**Task to complete**
Change "candlestick holder" to "candle holder" in the records starting at the line that contains "Confirm that each instance of the candlestick" and ending at the last line of the records. Reproduce only those lines, with everything else unchanged.

(Excerpts from point annotation data)

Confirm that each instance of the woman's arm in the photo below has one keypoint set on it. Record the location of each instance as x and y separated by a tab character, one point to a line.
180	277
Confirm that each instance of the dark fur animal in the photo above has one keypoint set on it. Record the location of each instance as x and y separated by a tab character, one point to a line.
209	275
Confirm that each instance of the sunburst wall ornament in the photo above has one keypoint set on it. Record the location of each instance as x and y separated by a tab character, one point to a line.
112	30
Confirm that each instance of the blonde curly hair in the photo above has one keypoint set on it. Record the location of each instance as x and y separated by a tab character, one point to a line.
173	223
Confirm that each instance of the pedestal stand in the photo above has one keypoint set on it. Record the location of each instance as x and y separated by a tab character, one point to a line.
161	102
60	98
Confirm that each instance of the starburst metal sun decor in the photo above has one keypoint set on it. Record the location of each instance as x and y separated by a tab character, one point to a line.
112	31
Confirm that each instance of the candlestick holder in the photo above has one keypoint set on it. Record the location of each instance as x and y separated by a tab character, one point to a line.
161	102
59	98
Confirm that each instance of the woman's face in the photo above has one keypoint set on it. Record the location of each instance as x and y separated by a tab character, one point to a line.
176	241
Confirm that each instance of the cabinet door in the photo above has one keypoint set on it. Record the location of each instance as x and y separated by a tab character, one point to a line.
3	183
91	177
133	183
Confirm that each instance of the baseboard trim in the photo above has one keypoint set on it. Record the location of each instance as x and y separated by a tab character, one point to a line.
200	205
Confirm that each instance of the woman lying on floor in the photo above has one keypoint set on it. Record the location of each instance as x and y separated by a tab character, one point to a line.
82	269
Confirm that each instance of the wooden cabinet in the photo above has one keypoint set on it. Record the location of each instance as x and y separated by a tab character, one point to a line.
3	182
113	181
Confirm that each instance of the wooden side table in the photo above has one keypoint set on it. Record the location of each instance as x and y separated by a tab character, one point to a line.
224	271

**Answer**
Confirm that each instance of the candle holder in the photo above has one keypoint set on it. Record the location of each instance as x and y separated by a tab character, one point to a line.
161	102
59	98
Confirm that each instance of the woman's face in the photo above has one keypoint set on it. Record the location of each instance as x and y separated by a tab character, one point to a line.
176	241
Confirm that each instance of the cabinet door in the photo above has one keypoint set on it. Record the location of each instance as x and y separated by a tab character, one point to a line.
3	183
91	177
133	183
Confirm that each instance of the baseboard trim in the photo above has one keypoint set on it. Record the location of each instance as x and y separated by a tab character, one point to a line.
200	205
Confirm that each instance of the woman lying on floor in the photo above has one keypoint set on it. Record the location of each instance as x and y separated by a tab character, one point to a line.
82	269
Confirm that each instance of the wooden cabinet in the photo above has one keypoint set on it. Record the location of each instance as x and y separated by a tab character, one point to a line.
3	182
113	181
Confirm that each instance of the wooden side table in the photo above has one keypoint set on it. Record the location of each instance as x and y separated by a tab character, one point to a line.
224	271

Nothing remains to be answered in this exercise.